### DIRECTION
Give every line of the entries below as a JSON list of strings, one string per line, leaving out blank lines and the pictures.

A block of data

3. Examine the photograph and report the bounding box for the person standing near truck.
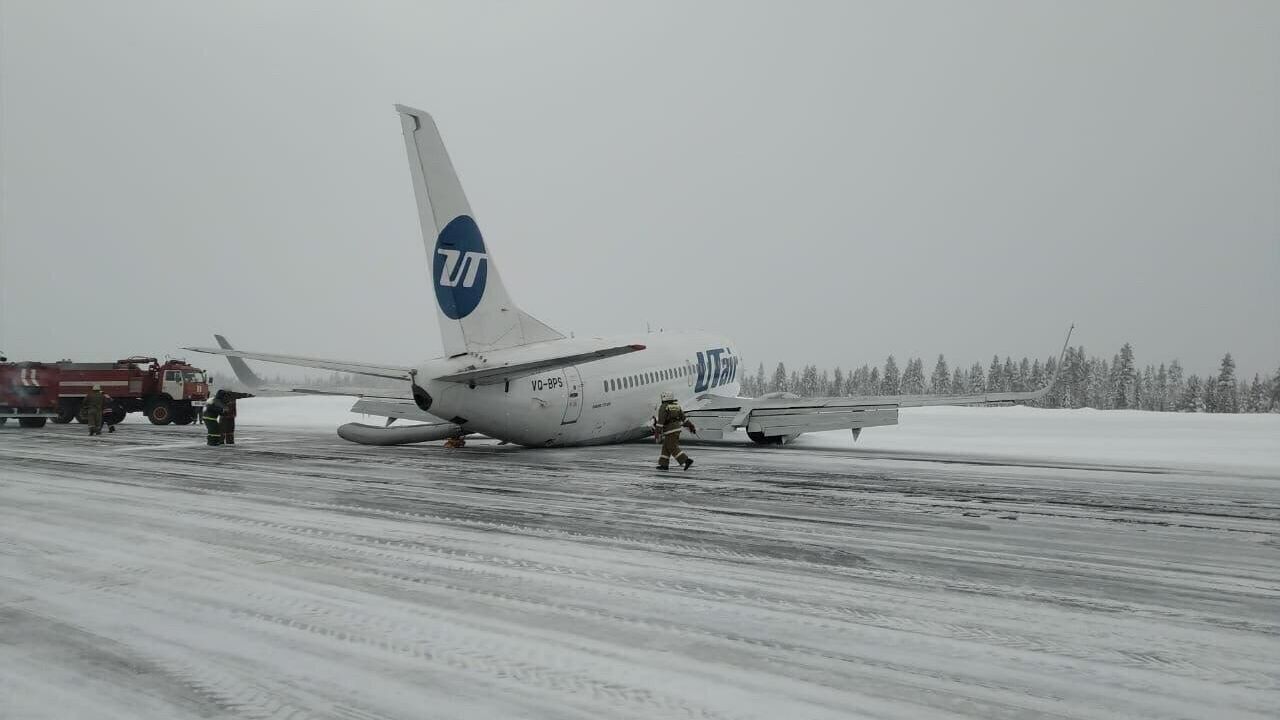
[83,384,115,436]
[202,389,227,447]
[218,389,253,445]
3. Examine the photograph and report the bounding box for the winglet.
[214,333,262,389]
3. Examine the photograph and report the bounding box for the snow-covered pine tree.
[769,363,787,392]
[1266,369,1280,413]
[1174,375,1204,413]
[1012,357,1038,392]
[791,365,818,397]
[965,363,987,395]
[1134,365,1156,411]
[1197,375,1217,413]
[1068,345,1092,407]
[1212,352,1240,413]
[900,357,924,395]
[1147,363,1172,413]
[1027,357,1053,407]
[1111,342,1137,410]
[987,355,1005,392]
[1242,373,1267,413]
[845,365,872,397]
[929,354,951,395]
[881,355,902,395]
[1165,360,1187,410]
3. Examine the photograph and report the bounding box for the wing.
[685,325,1075,443]
[183,347,411,380]
[436,345,644,386]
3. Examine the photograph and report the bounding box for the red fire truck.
[54,356,209,425]
[0,357,58,428]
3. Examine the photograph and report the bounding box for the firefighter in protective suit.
[201,389,227,447]
[219,389,253,445]
[81,386,115,436]
[655,392,698,470]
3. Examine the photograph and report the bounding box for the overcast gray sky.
[0,0,1280,374]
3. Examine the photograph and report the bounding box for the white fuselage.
[417,333,742,447]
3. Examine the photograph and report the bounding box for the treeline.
[742,342,1280,413]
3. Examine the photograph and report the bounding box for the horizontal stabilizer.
[351,397,440,423]
[183,347,411,380]
[436,345,644,386]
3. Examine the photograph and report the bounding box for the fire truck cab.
[54,356,209,425]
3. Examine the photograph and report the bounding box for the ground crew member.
[202,389,227,447]
[657,392,698,470]
[81,386,115,436]
[220,389,253,445]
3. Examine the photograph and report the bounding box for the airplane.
[186,105,1070,447]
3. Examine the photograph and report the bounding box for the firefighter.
[654,391,698,470]
[219,389,253,445]
[81,386,115,436]
[202,389,227,447]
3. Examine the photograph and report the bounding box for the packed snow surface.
[0,397,1280,720]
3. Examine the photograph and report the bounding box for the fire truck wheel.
[147,400,173,425]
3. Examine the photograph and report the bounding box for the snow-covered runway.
[0,410,1280,720]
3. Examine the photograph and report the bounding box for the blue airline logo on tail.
[694,347,737,392]
[431,215,489,315]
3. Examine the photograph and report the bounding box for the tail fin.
[214,334,262,389]
[396,105,564,357]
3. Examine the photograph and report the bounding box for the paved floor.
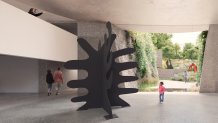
[0,92,218,123]
[154,80,199,91]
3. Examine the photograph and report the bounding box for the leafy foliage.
[183,43,198,60]
[151,33,172,49]
[197,31,208,82]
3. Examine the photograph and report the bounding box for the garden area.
[128,31,207,91]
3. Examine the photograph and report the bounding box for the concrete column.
[200,24,218,93]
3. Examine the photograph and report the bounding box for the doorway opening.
[129,31,208,92]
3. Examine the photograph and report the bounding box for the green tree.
[174,43,181,58]
[130,32,158,79]
[183,43,198,60]
[197,31,208,82]
[151,33,172,49]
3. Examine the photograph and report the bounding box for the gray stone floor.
[0,92,218,123]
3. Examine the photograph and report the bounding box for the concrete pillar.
[200,24,218,93]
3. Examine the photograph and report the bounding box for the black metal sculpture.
[64,22,138,119]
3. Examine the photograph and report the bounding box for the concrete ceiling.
[3,0,215,32]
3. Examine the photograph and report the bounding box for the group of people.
[46,67,64,96]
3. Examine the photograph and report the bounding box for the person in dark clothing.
[46,70,54,96]
[28,8,43,17]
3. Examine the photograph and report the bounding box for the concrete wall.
[77,22,137,87]
[0,55,38,93]
[0,1,77,62]
[200,24,218,93]
[158,68,185,79]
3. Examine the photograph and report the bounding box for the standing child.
[54,67,63,95]
[46,70,54,96]
[159,82,166,103]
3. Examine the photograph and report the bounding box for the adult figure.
[46,70,54,96]
[54,67,63,95]
[28,8,43,17]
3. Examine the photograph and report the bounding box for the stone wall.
[200,24,218,93]
[77,22,137,87]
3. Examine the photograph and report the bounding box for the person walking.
[183,71,188,83]
[54,67,63,95]
[28,8,43,17]
[46,70,54,96]
[159,82,166,103]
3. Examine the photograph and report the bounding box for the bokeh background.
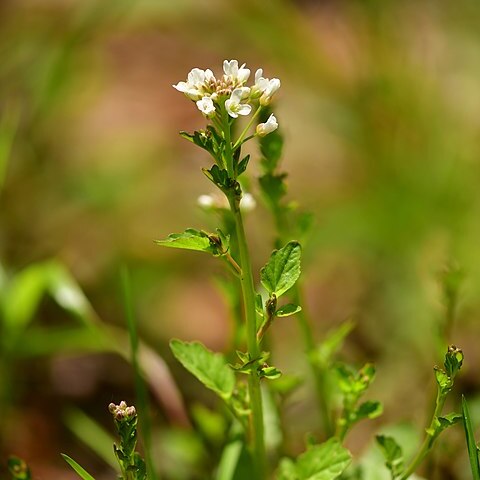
[0,0,480,479]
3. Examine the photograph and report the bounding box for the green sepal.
[259,124,283,172]
[444,345,463,381]
[376,435,404,480]
[433,367,453,393]
[260,241,302,298]
[237,155,250,177]
[275,303,302,317]
[170,339,235,400]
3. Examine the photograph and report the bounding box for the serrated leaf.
[155,228,212,252]
[295,438,351,480]
[275,303,302,317]
[170,340,235,400]
[260,367,282,380]
[260,241,302,298]
[444,345,463,380]
[462,395,480,480]
[61,453,95,480]
[376,435,403,479]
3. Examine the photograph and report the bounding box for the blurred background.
[0,0,480,479]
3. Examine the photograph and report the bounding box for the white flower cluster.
[173,60,280,136]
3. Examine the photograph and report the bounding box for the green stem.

### COMPLETED EXERCISE
[
  "3. Examine the photograph and report the bounding box for the person standing near truck.",
  "[83,384,115,436]",
  "[202,389,227,447]",
  "[218,389,253,445]",
  "3. Examine the photograph and report the bounding box for the winglet.",
  "[214,333,262,389]",
  "3. Examine the photograph and report the bounding box for the snow-covered pine tree.",
  "[769,363,787,392]",
  "[1266,369,1280,413]",
  "[1174,375,1204,413]",
  "[1012,357,1038,392]",
  "[791,365,818,397]",
  "[965,363,987,395]",
  "[1134,365,1156,411]",
  "[1197,375,1217,413]",
  "[1068,345,1092,407]",
  "[1212,352,1240,413]",
  "[900,357,924,395]",
  "[1147,363,1172,413]",
  "[1027,357,1053,407]",
  "[1111,342,1137,410]",
  "[987,355,1005,392]",
  "[1242,373,1267,413]",
  "[845,365,872,397]",
  "[929,354,951,395]",
  "[881,355,902,395]",
  "[1165,360,1187,410]",
  "3. Examine the photograph and report the bounding box for the wing.",
  "[685,325,1075,443]",
  "[183,347,411,380]",
  "[436,345,644,386]",
  "3. Examine the photograph and report the bounding box for the red fire truck.",
  "[54,356,209,425]",
  "[0,357,58,428]",
  "3. Examine the photograph and report the bounding box for the firefighter in protective suit.",
  "[201,389,227,447]",
  "[219,389,253,445]",
  "[81,386,115,436]",
  "[655,392,698,470]",
  "3. Examine the photograph and report the bounding box for the overcast gray sky.",
  "[0,0,1280,374]",
  "3. Examine the photograph and report the bounding box for the white fuselage.",
  "[417,333,742,447]",
  "3. Examine the photograph and report the bounding box for the treeline.",
  "[742,342,1280,413]",
  "3. Examine the photograph and report the bounding box for the horizontal stabilizer.",
  "[351,397,440,423]",
  "[183,347,411,380]",
  "[436,345,644,386]",
  "3. Examine the photograph and report the bounding box for the fire truck cab.",
  "[54,356,209,425]",
  "3. Examine the photograph and report the bounding box for the ground crew member.",
  "[202,389,227,447]",
  "[657,392,698,470]",
  "[81,386,115,436]",
  "[220,389,253,445]",
  "3. Examine the photograph and report the bounding box for the airplane.",
  "[186,105,1070,447]",
  "3. Examine the photograph and report the bounding box for the firefighter.",
  "[654,391,698,470]",
  "[219,389,253,445]",
  "[81,386,115,436]",
  "[202,389,227,447]",
  "3. Examine the photograph and report the bounding box for the packed snow surface.",
  "[0,397,1280,720]",
  "3. Examine the photograph and report the bounding box for the fire truck wheel.",
  "[147,400,173,425]",
  "3. Examine the photograph and report the bounding box for the snow-covered runway.",
  "[0,410,1280,720]",
  "3. Examine the photograph and report the bounding box for the blue airline logo on tail.",
  "[694,347,737,392]",
  "[431,215,489,315]",
  "3. Examine the photograph and report the bounding box for the tail fin.",
  "[214,334,262,389]",
  "[396,105,564,357]",
  "3. Examine the photograph and report the bounding box for the paved floor.",
  "[0,92,218,123]",
  "[154,80,199,91]",
  "3. Examine the photograph and report the bounding box for the leafy foliage.",
  "[183,43,198,60]",
  "[151,33,172,49]",
  "[197,31,208,82]",
  "3. Examine the photograph and report the bounding box for the garden area.",
  "[128,31,207,91]",
  "3. Examine the photograph and report the bounding box for the concrete column.",
  "[200,24,218,93]",
  "3. Examine the photograph and report the bounding box for the doorway opening.",
  "[129,31,208,92]",
  "3. Examine the photograph and report the bounding box for the green tree.",
  "[174,43,181,58]",
  "[130,32,158,79]",
  "[183,43,198,60]",
  "[197,31,208,82]",
  "[151,33,172,49]",
  "3. Examine the photograph and report the bounding box for the gray stone floor.",
  "[0,92,218,123]",
  "3. Examine the photograph and report the bounding box for the concrete pillar.",
  "[200,24,218,93]",
  "3. Examine the photograph and report the bounding box for the black metal sculpture.",
  "[64,22,138,119]",
  "3. Examine the photograph and report the bounding box for the concrete ceiling.",
  "[3,0,215,32]",
  "3. Examine the photograph and report the bounding box for the group of people.",
  "[46,67,64,96]",
  "3. Examine the photograph and report the bounding box for the person in dark clothing.",
  "[46,70,54,96]",
  "[28,8,43,17]",
  "3. Examine the photograph and report the bounding box for the concrete wall.",
  "[77,22,137,87]",
  "[0,55,38,93]",
  "[0,1,77,62]",
  "[200,24,218,93]",
  "[158,68,185,79]",
  "3. Examine the photograph and report the bounding box for the standing child.",
  "[54,67,63,95]",
  "[46,70,54,96]",
  "[159,82,166,103]",
  "3. Examine the photograph and report the bounding box for the adult figure.",
  "[46,70,54,96]",
  "[54,67,63,95]",
  "[28,8,43,17]",
  "3. Examine the photograph and report the bounding box for the stone wall.",
  "[200,24,218,93]",
  "[77,22,137,87]",
  "3. Examine the photograph and report the bounding box for the person walking.",
  "[183,71,188,83]",
  "[54,67,63,95]",
  "[28,8,43,17]",
  "[46,70,54,96]",
  "[159,82,166,103]",
  "3. Examine the photograph and report the bounding box for the bokeh background.",
  "[0,0,480,479]",
  "3. Examine the photograph and report the bounding box for the green sepal.",
  "[259,124,283,172]",
  "[444,345,463,381]",
  "[376,435,404,480]",
  "[433,367,453,393]",
  "[260,241,302,298]",
  "[237,155,250,177]",
  "[275,303,302,317]",
  "[170,339,235,400]",
  "3. Examine the photograph and report the bounding box for the serrated leaf.",
  "[155,228,212,252]",
  "[295,438,351,480]",
  "[275,303,302,317]",
  "[170,340,235,400]",
  "[260,367,282,380]",
  "[260,241,302,298]",
  "[444,345,463,380]",
  "[462,395,480,480]",
  "[61,453,95,480]",
  "[376,435,403,479]",
  "3. Examine the photograph and report the bounding box for the blurred background.",
  "[0,0,480,479]",
  "3. Examine the photograph and report the bounding box for the white flower cluster.",
  "[173,60,280,136]",
  "3. Examine the photograph and report the bounding box for the green stem."
]